*** Block opens ***
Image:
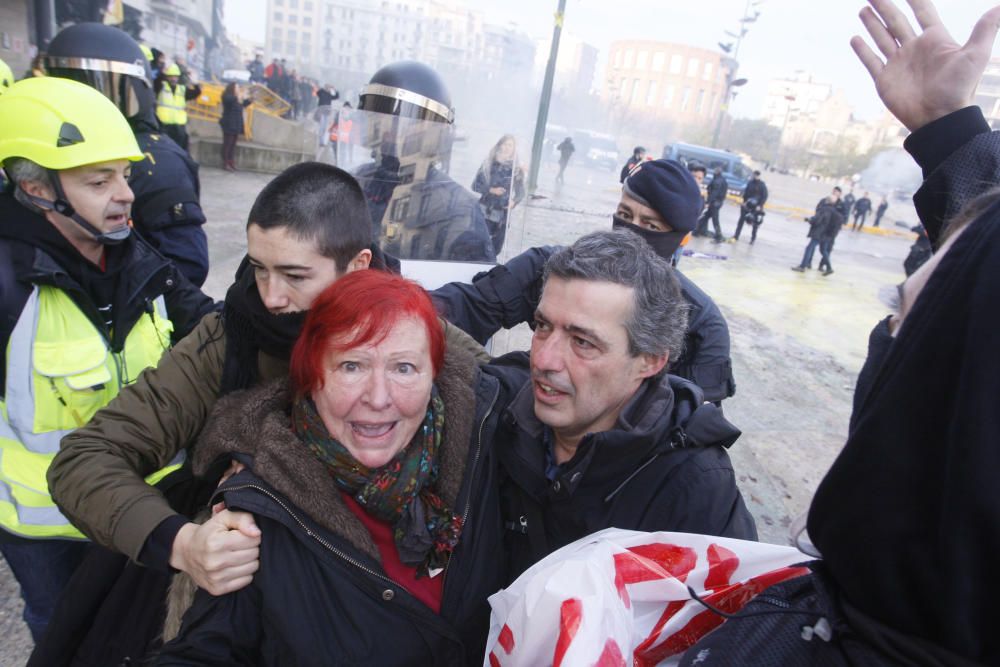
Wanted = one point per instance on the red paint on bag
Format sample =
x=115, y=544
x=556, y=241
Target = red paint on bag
x=611, y=656
x=722, y=564
x=506, y=639
x=570, y=615
x=729, y=599
x=648, y=562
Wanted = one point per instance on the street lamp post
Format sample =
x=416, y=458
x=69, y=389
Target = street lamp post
x=733, y=64
x=543, y=104
x=784, y=123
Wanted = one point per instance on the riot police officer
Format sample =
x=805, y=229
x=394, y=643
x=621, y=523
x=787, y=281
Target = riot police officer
x=166, y=211
x=418, y=212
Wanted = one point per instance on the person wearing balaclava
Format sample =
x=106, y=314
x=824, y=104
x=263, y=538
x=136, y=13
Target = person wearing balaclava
x=906, y=519
x=660, y=202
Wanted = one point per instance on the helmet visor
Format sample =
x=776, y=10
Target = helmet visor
x=122, y=83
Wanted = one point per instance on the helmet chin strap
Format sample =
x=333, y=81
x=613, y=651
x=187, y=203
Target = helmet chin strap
x=62, y=206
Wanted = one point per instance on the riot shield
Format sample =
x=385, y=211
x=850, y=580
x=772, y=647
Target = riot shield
x=420, y=214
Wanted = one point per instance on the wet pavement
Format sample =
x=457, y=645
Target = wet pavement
x=798, y=339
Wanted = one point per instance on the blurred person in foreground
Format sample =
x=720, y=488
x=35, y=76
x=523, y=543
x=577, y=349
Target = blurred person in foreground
x=85, y=306
x=167, y=210
x=371, y=475
x=500, y=184
x=905, y=520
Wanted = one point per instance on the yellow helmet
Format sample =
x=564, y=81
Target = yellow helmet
x=6, y=77
x=61, y=124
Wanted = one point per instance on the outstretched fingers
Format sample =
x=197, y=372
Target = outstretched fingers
x=885, y=42
x=925, y=13
x=897, y=23
x=868, y=58
x=984, y=33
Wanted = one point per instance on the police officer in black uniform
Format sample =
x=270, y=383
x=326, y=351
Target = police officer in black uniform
x=166, y=210
x=418, y=212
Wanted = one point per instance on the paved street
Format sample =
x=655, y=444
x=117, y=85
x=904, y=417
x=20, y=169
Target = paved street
x=798, y=339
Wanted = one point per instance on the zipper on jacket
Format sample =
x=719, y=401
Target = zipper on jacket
x=475, y=468
x=313, y=535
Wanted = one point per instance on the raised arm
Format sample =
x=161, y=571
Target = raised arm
x=928, y=82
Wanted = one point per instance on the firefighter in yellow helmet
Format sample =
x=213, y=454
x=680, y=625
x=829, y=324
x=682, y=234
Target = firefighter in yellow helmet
x=173, y=89
x=6, y=77
x=85, y=306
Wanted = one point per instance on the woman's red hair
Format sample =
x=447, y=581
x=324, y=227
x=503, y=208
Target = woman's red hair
x=365, y=303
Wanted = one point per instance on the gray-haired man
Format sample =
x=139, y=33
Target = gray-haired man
x=595, y=434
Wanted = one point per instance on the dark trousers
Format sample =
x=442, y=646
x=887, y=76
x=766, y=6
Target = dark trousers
x=229, y=150
x=712, y=212
x=747, y=216
x=178, y=133
x=825, y=249
x=42, y=568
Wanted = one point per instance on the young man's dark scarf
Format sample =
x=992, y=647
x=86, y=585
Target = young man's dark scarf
x=250, y=328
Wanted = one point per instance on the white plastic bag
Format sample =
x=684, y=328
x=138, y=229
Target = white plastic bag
x=620, y=597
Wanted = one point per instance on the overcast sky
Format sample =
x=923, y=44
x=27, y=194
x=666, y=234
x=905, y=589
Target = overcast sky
x=789, y=35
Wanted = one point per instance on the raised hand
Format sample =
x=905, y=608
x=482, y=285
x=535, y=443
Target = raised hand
x=927, y=76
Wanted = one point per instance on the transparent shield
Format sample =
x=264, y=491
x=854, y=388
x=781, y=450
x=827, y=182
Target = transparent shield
x=418, y=211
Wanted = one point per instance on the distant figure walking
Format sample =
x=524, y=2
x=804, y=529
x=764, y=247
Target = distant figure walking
x=232, y=123
x=861, y=209
x=716, y=192
x=880, y=211
x=499, y=176
x=566, y=150
x=638, y=155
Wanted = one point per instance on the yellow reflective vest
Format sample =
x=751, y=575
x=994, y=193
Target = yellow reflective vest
x=171, y=107
x=60, y=371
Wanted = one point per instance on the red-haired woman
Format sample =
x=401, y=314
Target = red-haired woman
x=371, y=478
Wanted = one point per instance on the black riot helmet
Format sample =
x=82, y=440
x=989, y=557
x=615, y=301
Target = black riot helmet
x=408, y=89
x=108, y=59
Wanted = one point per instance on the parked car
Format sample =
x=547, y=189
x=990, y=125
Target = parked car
x=737, y=174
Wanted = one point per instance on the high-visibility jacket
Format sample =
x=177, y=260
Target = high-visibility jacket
x=60, y=371
x=171, y=106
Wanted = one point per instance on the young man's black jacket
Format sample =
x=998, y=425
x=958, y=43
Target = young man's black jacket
x=663, y=467
x=508, y=295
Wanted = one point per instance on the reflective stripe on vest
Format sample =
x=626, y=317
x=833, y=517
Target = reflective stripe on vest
x=171, y=107
x=60, y=371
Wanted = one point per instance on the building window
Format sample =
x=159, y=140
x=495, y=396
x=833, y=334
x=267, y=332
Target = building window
x=668, y=97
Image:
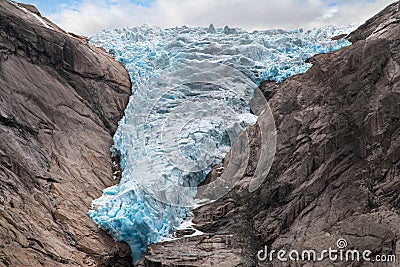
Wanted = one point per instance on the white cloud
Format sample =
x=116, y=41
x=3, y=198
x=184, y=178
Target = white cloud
x=89, y=17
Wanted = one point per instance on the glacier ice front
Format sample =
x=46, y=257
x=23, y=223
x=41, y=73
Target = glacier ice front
x=191, y=94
*** Block closes ***
## WHAT YOU WILL DO
Give the records above again in full and exactly, but exclude every picture.

## SOLVED PROBLEM
Image:
Wanted = one point per instance on the red paint on bag
Format sample =
x=115, y=544
x=556, y=241
Target = red paint on bag
x=611, y=656
x=722, y=564
x=506, y=639
x=570, y=615
x=729, y=599
x=648, y=562
Wanted = one point per instance on the street lamp post
Format sample =
x=416, y=458
x=69, y=389
Target = street lamp post
x=733, y=64
x=543, y=104
x=784, y=123
Wanted = one point per instance on the riot police officer
Format sample =
x=805, y=229
x=394, y=643
x=621, y=523
x=787, y=281
Target = riot police officer
x=166, y=211
x=418, y=212
Wanted = one point per instance on the person wearing balaclava
Format sample =
x=106, y=314
x=824, y=104
x=263, y=538
x=136, y=13
Target = person wearing balaclava
x=906, y=519
x=660, y=202
Wanted = one point per instance on the helmet visor
Format sample =
x=776, y=10
Target = helmet visor
x=122, y=83
Wanted = one point per instance on the helmet chin strap
Format sample =
x=333, y=81
x=613, y=651
x=187, y=203
Target = helmet chin strap
x=62, y=206
Wanted = one point per instance on the riot shield
Format sample =
x=385, y=211
x=850, y=580
x=772, y=647
Target = riot shield
x=420, y=214
Wanted = one point per instance on the wet pavement
Format sample =
x=457, y=645
Target = wet pavement
x=798, y=339
Wanted = one point per instance on the blurred person in foreground
Format sample =
x=720, y=488
x=35, y=76
x=523, y=543
x=577, y=349
Target = blurred person in foreground
x=85, y=306
x=167, y=210
x=371, y=475
x=500, y=184
x=905, y=520
Wanted = one point per instance on the yellow helmet
Format sample =
x=564, y=81
Target = yellow helmet
x=6, y=77
x=61, y=124
Wanted = one point per instance on the outstretched fingers
Format sample =
x=197, y=372
Target = outstretched fingers
x=885, y=42
x=925, y=13
x=897, y=23
x=868, y=58
x=984, y=33
Wanted = one point per instance on the police officer in black uniform
Format sample =
x=270, y=383
x=326, y=351
Target = police officer in black uniform
x=166, y=210
x=418, y=212
Wanted = one point per instance on the paved street
Format sample =
x=655, y=444
x=117, y=85
x=904, y=417
x=20, y=169
Target = paved street
x=798, y=339
Wanted = one point per instance on the zipper on jacket
Format sample =
x=719, y=401
Target = zipper on jacket
x=475, y=468
x=313, y=535
Wanted = one point per instance on the raised arm
Format sample =
x=161, y=571
Target = raised arm
x=928, y=82
Wanted = one point per instance on the firefighter in yellow helmet
Format sample =
x=213, y=454
x=680, y=625
x=829, y=324
x=682, y=234
Target = firefighter in yellow helmet
x=173, y=89
x=6, y=77
x=85, y=306
Wanted = one point per instance on the woman's red hair
Format sample =
x=447, y=581
x=324, y=227
x=503, y=208
Target = woman's red hair
x=365, y=303
Wanted = one point per instance on the gray-haired man
Format sample =
x=139, y=33
Target = gray-haired man
x=595, y=434
Wanted = one point per instance on the dark trousers
Format sample =
x=442, y=646
x=887, y=76
x=766, y=6
Target = dark trousers
x=229, y=150
x=712, y=212
x=747, y=216
x=178, y=133
x=825, y=249
x=42, y=568
Wanted = one point per instance on the young man's dark scarf
Format sample =
x=992, y=647
x=86, y=585
Target = young man's dark scarf
x=250, y=328
Wanted = one point per instance on the white plastic bag
Format sample =
x=684, y=328
x=138, y=229
Target = white plastic bag
x=620, y=597
Wanted = one point per instance on the overcast sky
Format sample =
x=923, y=44
x=27, y=194
x=666, y=234
x=905, y=589
Target = overcast sky
x=789, y=35
Wanted = one point per instance on the raised hand
Format sample =
x=905, y=608
x=482, y=285
x=535, y=443
Target = raised hand
x=927, y=76
Wanted = one point per instance on the transparent shield
Format sample =
x=264, y=491
x=854, y=388
x=781, y=450
x=827, y=182
Target = transparent shield
x=418, y=211
Wanted = one point per instance on the distant figure walking
Format sample =
x=524, y=2
x=804, y=529
x=764, y=247
Target = distant figure walking
x=232, y=123
x=861, y=209
x=716, y=192
x=880, y=211
x=499, y=176
x=566, y=150
x=638, y=155
Wanted = one point per instance on the yellow reflective vest
Format sample =
x=751, y=575
x=994, y=193
Target = yellow reflective vest
x=171, y=107
x=60, y=371
Wanted = one point per instance on the red-haired woman
Format sample =
x=401, y=314
Target = red-haired woman
x=371, y=478
Wanted = one point per instance on the black riot helmet
Format sample =
x=82, y=440
x=989, y=557
x=615, y=301
Target = black riot helmet
x=408, y=89
x=108, y=59
Wanted = one point per instance on the parked car
Format sample =
x=547, y=189
x=990, y=125
Target = parked car
x=737, y=174
Wanted = one point per instance on the high-visibility jacket
Format sample =
x=177, y=260
Target = high-visibility jacket
x=60, y=371
x=171, y=106
Wanted = one point per instance on the young man's black jacket
Format sample =
x=998, y=425
x=958, y=43
Target = young man's black jacket
x=663, y=467
x=508, y=295
Wanted = one point per instance on the reflective stripe on vest
Format sample =
x=626, y=317
x=833, y=517
Target = reflective stripe on vest
x=171, y=107
x=60, y=371
Wanted = one point per instance on the building window
Format sample =
x=159, y=140
x=495, y=396
x=833, y=334
x=267, y=332
Target = building window
x=668, y=97
Image:
Wanted = one point per instance on the white cloud
Format sample =
x=116, y=41
x=3, y=198
x=184, y=178
Target = white cloud
x=89, y=17
Wanted = one point per instance on the glacier ice front
Format sample =
x=46, y=257
x=23, y=223
x=41, y=73
Target = glacier ice front
x=191, y=94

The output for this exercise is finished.